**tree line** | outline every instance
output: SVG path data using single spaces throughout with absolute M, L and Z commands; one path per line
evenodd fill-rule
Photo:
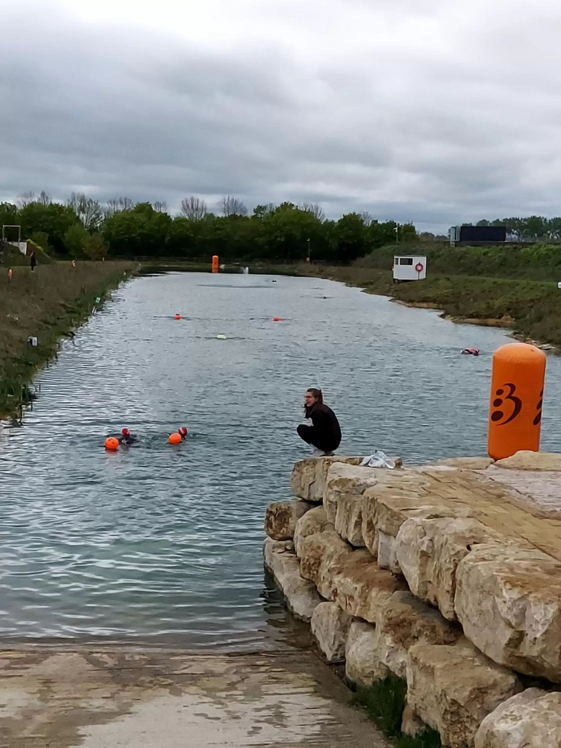
M 258 205 L 250 215 L 231 196 L 222 198 L 218 215 L 199 197 L 186 197 L 179 215 L 172 216 L 163 202 L 119 197 L 102 204 L 73 193 L 63 203 L 45 192 L 29 192 L 16 204 L 0 203 L 0 223 L 20 226 L 22 239 L 47 252 L 76 259 L 218 254 L 225 260 L 296 262 L 309 256 L 312 261 L 346 263 L 384 245 L 417 239 L 412 224 L 378 221 L 366 212 L 328 220 L 317 203 Z

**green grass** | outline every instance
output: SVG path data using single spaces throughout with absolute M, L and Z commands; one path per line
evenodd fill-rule
M 405 681 L 390 675 L 383 681 L 376 681 L 370 688 L 359 688 L 355 701 L 366 710 L 376 727 L 396 748 L 440 748 L 438 733 L 430 728 L 416 738 L 404 735 L 401 732 L 406 695 Z
M 53 263 L 0 266 L 0 415 L 21 417 L 34 397 L 29 382 L 56 355 L 61 337 L 72 334 L 91 314 L 95 300 L 105 298 L 132 272 L 127 263 Z M 29 337 L 37 338 L 32 347 Z

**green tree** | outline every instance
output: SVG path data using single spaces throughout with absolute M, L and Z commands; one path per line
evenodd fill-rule
M 90 234 L 82 224 L 74 224 L 66 231 L 63 243 L 67 254 L 71 257 L 84 257 L 84 248 Z
M 371 224 L 372 225 L 372 224 Z M 337 259 L 342 263 L 351 263 L 364 257 L 369 249 L 369 229 L 364 225 L 359 213 L 347 213 L 337 222 Z
M 88 260 L 103 260 L 107 254 L 107 245 L 103 235 L 98 233 L 88 234 L 84 243 L 84 254 Z
M 178 216 L 170 224 L 165 237 L 165 254 L 171 257 L 194 257 L 197 245 L 191 223 L 188 218 Z
M 81 225 L 71 206 L 58 203 L 28 203 L 19 214 L 22 239 L 36 231 L 49 236 L 49 244 L 56 252 L 66 254 L 64 235 L 71 226 Z

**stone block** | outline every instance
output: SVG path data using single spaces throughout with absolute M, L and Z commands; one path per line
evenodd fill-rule
M 401 718 L 401 732 L 404 735 L 417 738 L 426 729 L 426 725 L 420 720 L 408 704 L 405 704 L 403 716 Z
M 376 560 L 380 568 L 389 568 L 393 574 L 401 574 L 397 560 L 397 541 L 391 535 L 378 531 L 378 553 Z
M 364 547 L 362 538 L 363 497 L 358 494 L 341 494 L 337 505 L 335 530 L 356 548 Z
M 393 592 L 407 589 L 403 580 L 381 569 L 366 550 L 342 556 L 331 569 L 331 588 L 320 589 L 349 616 L 375 623 Z M 326 593 L 329 592 L 329 595 Z
M 351 547 L 334 530 L 309 535 L 300 541 L 300 573 L 313 582 L 326 600 L 333 601 L 333 577 L 352 554 Z
M 473 545 L 491 542 L 508 541 L 474 519 L 417 517 L 399 528 L 397 561 L 413 594 L 453 621 L 458 564 Z
M 337 525 L 337 505 L 342 496 L 360 497 L 377 482 L 379 470 L 361 468 L 343 462 L 334 463 L 328 471 L 323 503 L 328 521 Z
M 312 508 L 307 501 L 278 501 L 269 504 L 265 515 L 265 532 L 273 540 L 292 540 L 296 522 Z
M 292 493 L 299 499 L 321 503 L 325 491 L 328 470 L 334 462 L 359 465 L 361 457 L 308 457 L 299 460 L 292 468 L 290 483 Z
M 475 748 L 560 748 L 561 693 L 528 688 L 488 714 Z
M 462 630 L 408 590 L 394 592 L 382 606 L 375 636 L 380 662 L 396 675 L 405 678 L 411 647 L 421 643 L 455 644 L 462 637 Z
M 477 547 L 458 565 L 455 608 L 491 660 L 561 682 L 561 562 L 536 548 Z
M 440 733 L 444 748 L 473 748 L 479 725 L 521 690 L 516 675 L 488 660 L 466 640 L 415 644 L 407 663 L 407 702 Z
M 296 549 L 296 555 L 300 558 L 300 544 L 304 538 L 309 535 L 316 535 L 317 533 L 323 533 L 324 530 L 335 530 L 334 527 L 327 521 L 325 517 L 325 509 L 320 504 L 314 506 L 307 512 L 296 522 L 294 530 L 294 546 Z
M 561 454 L 552 452 L 521 450 L 512 457 L 497 461 L 497 468 L 512 470 L 561 470 Z
M 385 472 L 363 494 L 362 537 L 373 556 L 378 555 L 379 533 L 396 538 L 403 523 L 411 518 L 476 516 L 469 507 L 446 506 L 438 497 L 432 498 L 432 479 L 422 468 Z
M 343 662 L 352 619 L 335 603 L 320 603 L 312 616 L 312 634 L 329 663 Z
M 353 621 L 345 648 L 345 675 L 348 681 L 367 688 L 388 675 L 378 657 L 375 628 L 365 621 Z
M 284 595 L 289 610 L 297 618 L 309 622 L 322 600 L 313 583 L 300 576 L 300 565 L 293 545 L 267 538 L 263 556 L 265 565 Z

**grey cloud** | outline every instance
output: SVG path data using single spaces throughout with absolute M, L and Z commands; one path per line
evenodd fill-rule
M 275 24 L 275 7 L 286 26 L 298 7 L 271 0 L 270 37 L 250 43 L 240 23 L 219 49 L 158 29 L 123 34 L 110 16 L 88 25 L 55 2 L 7 12 L 0 197 L 85 189 L 173 208 L 191 193 L 234 194 L 439 230 L 559 214 L 553 2 L 532 13 L 518 0 L 475 0 L 468 22 L 461 0 L 322 0 L 295 16 L 305 49 Z M 343 18 L 340 48 L 330 46 Z

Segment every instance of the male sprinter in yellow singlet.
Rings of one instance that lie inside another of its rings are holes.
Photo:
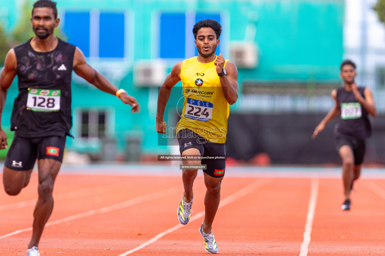
[[[215,55],[221,31],[221,25],[213,20],[204,20],[195,24],[192,33],[198,56],[178,62],[172,67],[161,88],[156,114],[156,131],[166,134],[164,108],[171,89],[181,80],[184,101],[181,118],[177,125],[178,140],[182,157],[203,157],[201,161],[184,160],[184,164],[206,165],[206,169],[203,170],[207,188],[205,214],[199,232],[204,239],[206,251],[209,253],[218,252],[211,226],[219,205],[226,162],[224,159],[204,157],[225,154],[229,104],[234,104],[238,97],[236,67],[221,55]],[[192,184],[198,172],[183,170],[182,172],[184,193],[178,207],[177,216],[184,225],[188,222],[192,212]]]

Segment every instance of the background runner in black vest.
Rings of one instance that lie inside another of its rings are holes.
[[[365,140],[372,133],[368,114],[377,115],[370,89],[355,83],[357,75],[355,69],[356,65],[351,61],[345,61],[341,64],[340,76],[343,80],[343,87],[331,91],[335,105],[316,127],[312,136],[315,139],[328,122],[340,115],[334,133],[337,150],[342,160],[345,200],[341,209],[348,210],[350,209],[350,194],[353,183],[361,173]]]
[[[8,89],[17,75],[19,94],[11,121],[16,130],[3,172],[6,192],[18,194],[29,181],[37,159],[38,199],[34,212],[29,256],[37,256],[39,241],[54,205],[52,192],[63,157],[65,136],[72,126],[71,74],[72,70],[99,89],[116,95],[139,112],[135,98],[118,90],[85,61],[82,51],[54,36],[60,20],[56,3],[39,0],[33,4],[31,21],[36,36],[11,49],[0,74],[0,114]],[[0,149],[7,148],[0,129]]]

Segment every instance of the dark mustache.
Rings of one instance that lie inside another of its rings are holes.
[[[47,31],[48,31],[48,28],[47,28],[45,26],[37,26],[36,27],[36,28],[35,28],[35,30],[37,30],[38,29],[43,29],[45,30],[46,30]]]

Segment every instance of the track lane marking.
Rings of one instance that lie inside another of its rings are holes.
[[[314,214],[315,213],[315,207],[317,204],[319,185],[320,182],[318,179],[311,180],[310,196],[309,199],[308,213],[306,215],[306,223],[305,224],[305,231],[303,233],[303,241],[301,245],[300,256],[307,256],[308,255],[308,248],[310,242],[310,235],[311,234]]]
[[[372,192],[385,199],[385,190],[372,180],[367,180],[365,183],[367,188]]]
[[[243,188],[241,188],[233,194],[229,196],[223,200],[221,200],[219,203],[219,206],[218,207],[218,209],[219,209],[220,208],[229,204],[230,203],[235,201],[237,199],[242,197],[248,194],[251,193],[255,190],[260,188],[262,186],[270,182],[271,180],[272,179],[262,179],[260,178],[258,178],[252,183],[249,184]],[[204,211],[200,211],[195,215],[192,217],[190,218],[190,221],[193,221],[194,220],[196,220],[204,216]],[[119,254],[119,256],[126,256],[126,255],[136,251],[138,250],[142,249],[149,244],[151,244],[158,240],[159,239],[161,238],[165,235],[171,233],[171,232],[180,228],[184,226],[184,225],[182,225],[180,223],[177,224],[171,228],[169,228],[166,231],[164,231],[161,233],[159,233],[147,242],[144,243],[138,246],[135,248],[131,250],[130,250],[129,251],[127,251],[125,253],[123,253],[122,254]]]
[[[54,201],[55,202],[62,201],[62,200],[67,200],[68,199],[74,199],[75,198],[82,197],[89,195],[95,195],[99,194],[102,193],[102,191],[100,190],[107,190],[108,188],[111,186],[116,187],[117,186],[121,186],[124,185],[127,183],[132,183],[133,181],[136,182],[138,179],[140,178],[135,179],[127,181],[122,182],[117,182],[115,183],[111,183],[110,184],[105,184],[87,188],[83,188],[78,190],[74,190],[70,192],[66,192],[64,193],[60,193],[53,195],[54,197]],[[97,190],[95,192],[95,190]],[[21,202],[17,203],[12,203],[7,205],[0,205],[0,211],[5,211],[6,210],[12,210],[13,209],[18,209],[19,208],[23,208],[28,206],[33,206],[36,204],[36,201],[37,198],[31,199],[23,201]]]
[[[115,205],[110,205],[109,206],[107,206],[100,209],[91,210],[90,211],[88,211],[82,213],[81,213],[75,214],[75,215],[74,215],[72,216],[66,217],[62,219],[60,219],[53,221],[48,222],[46,224],[45,224],[45,227],[60,224],[64,222],[66,222],[67,221],[74,220],[79,219],[81,218],[89,217],[89,216],[92,216],[97,214],[104,213],[109,211],[112,211],[120,210],[130,206],[132,206],[132,205],[137,205],[141,203],[152,201],[153,200],[162,198],[166,196],[171,195],[176,193],[178,192],[179,192],[181,187],[181,186],[180,185],[175,186],[170,188],[169,188],[161,190],[151,194],[141,196],[140,197],[136,197],[135,198],[130,199],[124,202],[119,203]],[[11,233],[0,236],[0,239],[2,239],[6,237],[8,237],[8,236],[13,236],[14,235],[27,231],[30,231],[31,230],[32,230],[32,227],[16,230],[16,231],[14,231]]]

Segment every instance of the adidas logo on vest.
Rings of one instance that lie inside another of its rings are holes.
[[[57,69],[58,70],[67,70],[67,68],[65,67],[64,64],[62,64],[62,65],[59,67],[59,68]]]

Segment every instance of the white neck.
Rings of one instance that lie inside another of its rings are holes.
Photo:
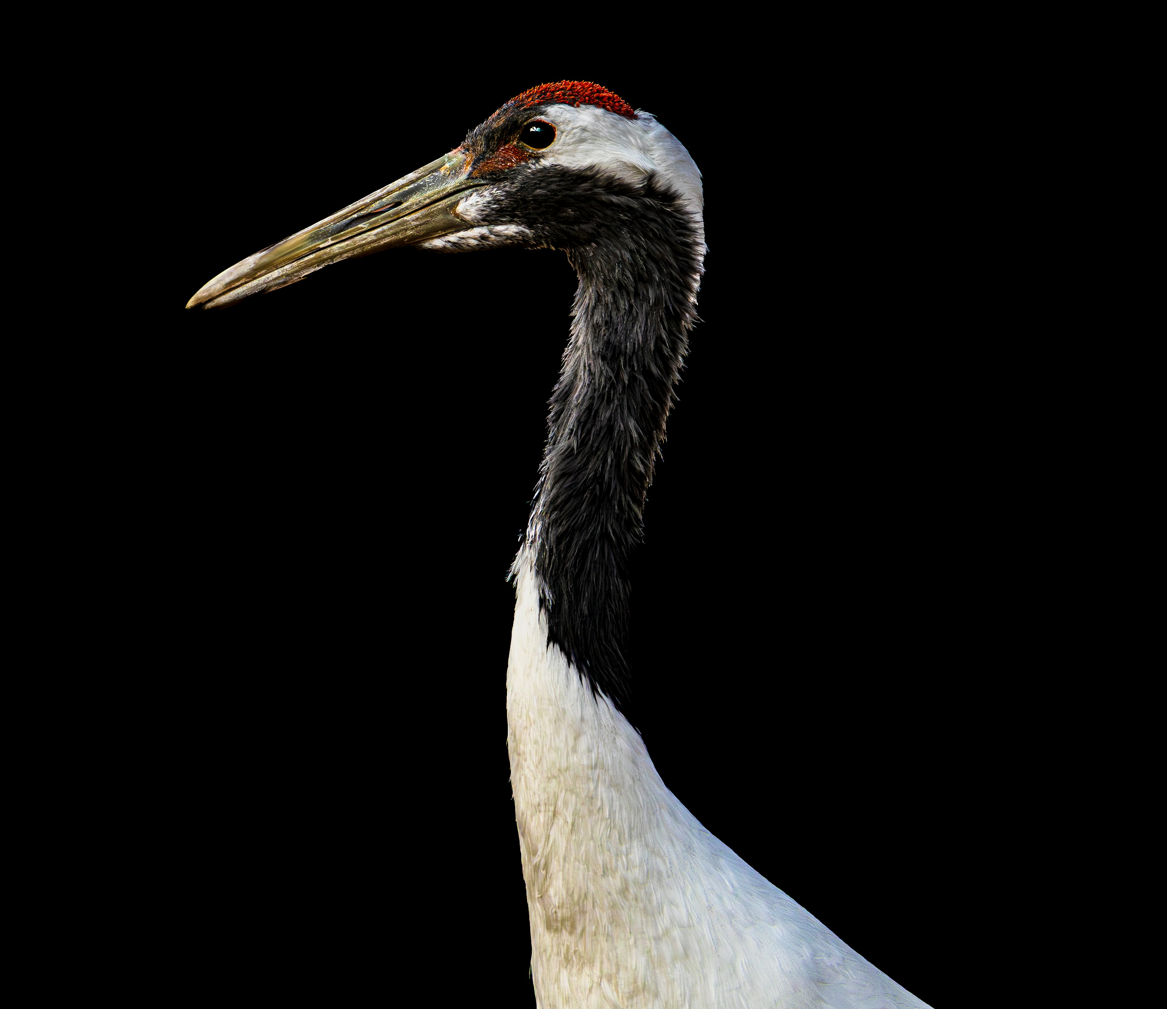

====

■ Exercise goal
Beginning at the top of the listing and ending with the line that contains "M 53 263 L 0", arrange those lines as a numbered list. Skip blank lines and leave out the pictures.

■ Result for this exercise
1. **tree line** | outline every instance
2. output: SVG path data using single spaces throughout with absolute M, L and Z commands; one path per line
3. evenodd fill-rule
4. Photo:
5. M 258 205 L 250 215 L 231 196 L 222 198 L 218 215 L 199 197 L 186 197 L 179 215 L 172 216 L 163 202 L 119 197 L 102 204 L 73 193 L 63 203 L 45 192 L 29 192 L 16 204 L 0 203 L 0 223 L 20 226 L 22 239 L 47 252 L 76 259 L 218 254 L 225 260 L 296 262 L 309 256 L 312 261 L 346 263 L 384 245 L 417 239 L 412 224 L 378 221 L 366 212 L 328 220 L 317 203 Z
6. **green grass** | outline every instance
7. output: SVG path data using single spaces throughout with absolute M, L and Z commands; one path per line
8. evenodd fill-rule
9. M 405 681 L 390 675 L 383 681 L 376 681 L 370 688 L 359 688 L 355 701 L 366 710 L 376 727 L 396 748 L 440 748 L 438 733 L 430 728 L 416 738 L 404 735 L 401 732 L 406 695 Z
10. M 53 263 L 0 266 L 0 415 L 21 417 L 34 397 L 29 382 L 56 355 L 61 337 L 72 334 L 91 314 L 95 300 L 105 298 L 132 272 L 127 263 Z M 29 337 L 37 338 L 32 347 Z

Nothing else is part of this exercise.